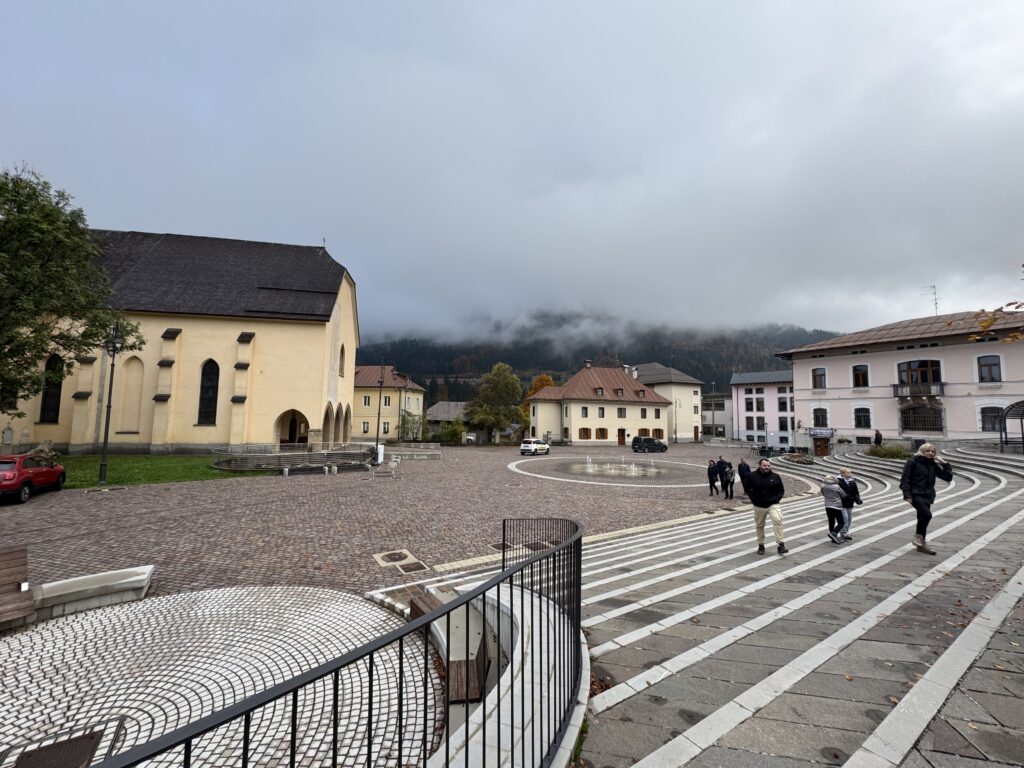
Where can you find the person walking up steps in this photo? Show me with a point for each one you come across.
(766, 491)
(834, 507)
(848, 484)
(712, 477)
(918, 484)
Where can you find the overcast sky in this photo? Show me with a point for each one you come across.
(683, 163)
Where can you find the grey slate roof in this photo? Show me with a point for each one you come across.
(655, 373)
(446, 411)
(762, 377)
(185, 274)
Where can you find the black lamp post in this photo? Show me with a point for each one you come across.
(113, 346)
(380, 398)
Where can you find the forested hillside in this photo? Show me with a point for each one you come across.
(708, 355)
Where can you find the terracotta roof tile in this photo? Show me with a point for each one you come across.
(613, 384)
(957, 324)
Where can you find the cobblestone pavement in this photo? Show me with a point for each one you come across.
(865, 653)
(140, 670)
(323, 530)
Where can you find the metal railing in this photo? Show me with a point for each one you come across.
(390, 701)
(919, 390)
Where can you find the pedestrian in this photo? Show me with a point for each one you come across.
(712, 477)
(848, 484)
(729, 479)
(765, 489)
(721, 465)
(744, 470)
(834, 507)
(918, 484)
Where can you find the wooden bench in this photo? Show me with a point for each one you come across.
(13, 571)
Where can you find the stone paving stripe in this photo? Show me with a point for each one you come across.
(837, 640)
(897, 734)
(722, 724)
(676, 619)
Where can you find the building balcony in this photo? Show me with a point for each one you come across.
(935, 389)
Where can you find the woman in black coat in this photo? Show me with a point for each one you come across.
(712, 477)
(918, 484)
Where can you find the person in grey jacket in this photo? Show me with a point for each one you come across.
(918, 484)
(834, 507)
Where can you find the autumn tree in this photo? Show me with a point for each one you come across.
(498, 398)
(53, 294)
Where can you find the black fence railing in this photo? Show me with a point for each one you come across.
(488, 678)
(935, 389)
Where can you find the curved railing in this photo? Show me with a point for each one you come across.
(390, 701)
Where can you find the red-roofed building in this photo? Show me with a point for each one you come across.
(598, 407)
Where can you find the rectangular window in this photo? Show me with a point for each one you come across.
(989, 371)
(860, 376)
(862, 418)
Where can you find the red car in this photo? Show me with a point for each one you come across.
(23, 475)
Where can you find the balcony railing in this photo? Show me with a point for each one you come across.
(919, 390)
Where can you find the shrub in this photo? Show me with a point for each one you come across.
(889, 452)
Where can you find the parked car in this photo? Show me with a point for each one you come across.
(648, 444)
(534, 445)
(24, 474)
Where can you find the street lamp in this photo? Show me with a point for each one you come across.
(380, 398)
(113, 345)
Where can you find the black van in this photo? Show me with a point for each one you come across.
(648, 444)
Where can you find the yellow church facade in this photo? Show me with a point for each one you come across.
(245, 343)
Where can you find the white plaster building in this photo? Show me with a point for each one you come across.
(939, 379)
(763, 408)
(682, 390)
(598, 407)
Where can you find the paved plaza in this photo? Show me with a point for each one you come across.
(704, 653)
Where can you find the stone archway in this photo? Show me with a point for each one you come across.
(327, 432)
(292, 427)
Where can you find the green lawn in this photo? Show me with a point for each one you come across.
(83, 471)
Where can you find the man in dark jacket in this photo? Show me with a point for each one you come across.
(848, 484)
(743, 469)
(765, 491)
(918, 484)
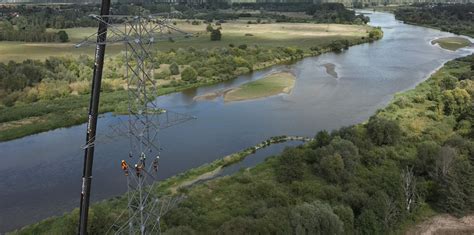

#### [Try it]
Without the pictures, repeat every line of the material above exactly.

#### [Answer box]
Where can you find the person walking up steps in this photo? Show me with a point for each one you come across.
(766, 491)
(834, 507)
(848, 484)
(712, 477)
(918, 484)
Where can you find the overcast sky in this photo? Show me with a point for each one you come across.
(683, 163)
Where can you find the grey slate roof in this photo? Show me with a point for each one you come across.
(655, 373)
(446, 411)
(762, 377)
(185, 274)
Where can you find the black lamp post in this photo? Show me with a point for each one you come across.
(113, 346)
(380, 398)
Where can you find the forested hillside in this photo? Show me with a point for each one you come across.
(708, 355)
Where can you find the terracotta roof tile in this photo? Show me with a point for each one you come across.
(613, 384)
(957, 324)
Where can you find the cobblestone pavement in this photo? Show me with a point for each one you come across.
(865, 653)
(140, 670)
(323, 530)
Where can you find the metal railing in this photo? Show me with a point for each one you come across.
(390, 701)
(919, 390)
Where can you find the pedestrian in this photo? Show me with a point for each one you come across.
(712, 477)
(848, 484)
(729, 479)
(765, 489)
(721, 465)
(744, 470)
(834, 507)
(918, 484)
Where can you find the wooden bench in this photo? Show me with a point for each one you come across.
(13, 571)
Where can you find the stone paving stripe in this photo? Show me with a point for each one you come across.
(837, 640)
(897, 734)
(722, 724)
(676, 619)
Where can you find the building balcony in this photo? Show me with a point for each one you come across.
(935, 389)
Where can you find the woman in black coat in this photo? Show me with a point for each one you come across.
(712, 477)
(918, 484)
Where can you find the person in grey jacket in this photo? Show me with a point for each one you come across.
(918, 484)
(834, 507)
Where can you find the autumn tree in this photo? Show me with a point for each one you come across.
(498, 398)
(53, 294)
Where can you find the black fence railing in this photo? Show me with a point for each one you come across.
(488, 678)
(935, 389)
Where can you find the curved railing in this photo? Show me with a point for each one you come across.
(390, 701)
Where can you find the red-roofed building in this photo? Show me with a point for each one you come across.
(598, 407)
Where can you find the rectangular window in this photo? Show me with a point for each one you come across.
(989, 371)
(860, 376)
(862, 418)
Where can you find the red car in this photo? Show me with a point for each one you come across.
(23, 475)
Where can you find the balcony railing in this photo? Show me with a point for each one you come across.
(919, 390)
Where can you find the shrub in this photo? Show me with a point for each one you come across.
(889, 452)
Where can you find the parked car in this photo? Show me with a point for each one you come across.
(648, 444)
(534, 445)
(24, 474)
Where can you find the street lamp in this photo? Show me with a point for each one you come across.
(380, 398)
(113, 345)
Where can you find the black van in this photo? Show me with a point for each one you come across.
(648, 444)
Where can you find the yellow church facade in this photo? Show me with a point for each one you come across.
(245, 343)
Where can you find the white plaster building in this photo? Show me with a point for each one you come across.
(939, 379)
(763, 408)
(682, 390)
(598, 407)
Where can you find the paved plaza in this photo? Show me with a point for each one you come across.
(704, 653)
Where can you find the stone archway in this photo? Show me with a point for each one you come across.
(327, 432)
(292, 427)
Where can you find the green lawn in this photo? Show me with a point for each one you come across.
(83, 471)
Where can you find the man in dark jacket in this photo? Show me with a point for each one you come across.
(848, 484)
(743, 469)
(765, 491)
(918, 484)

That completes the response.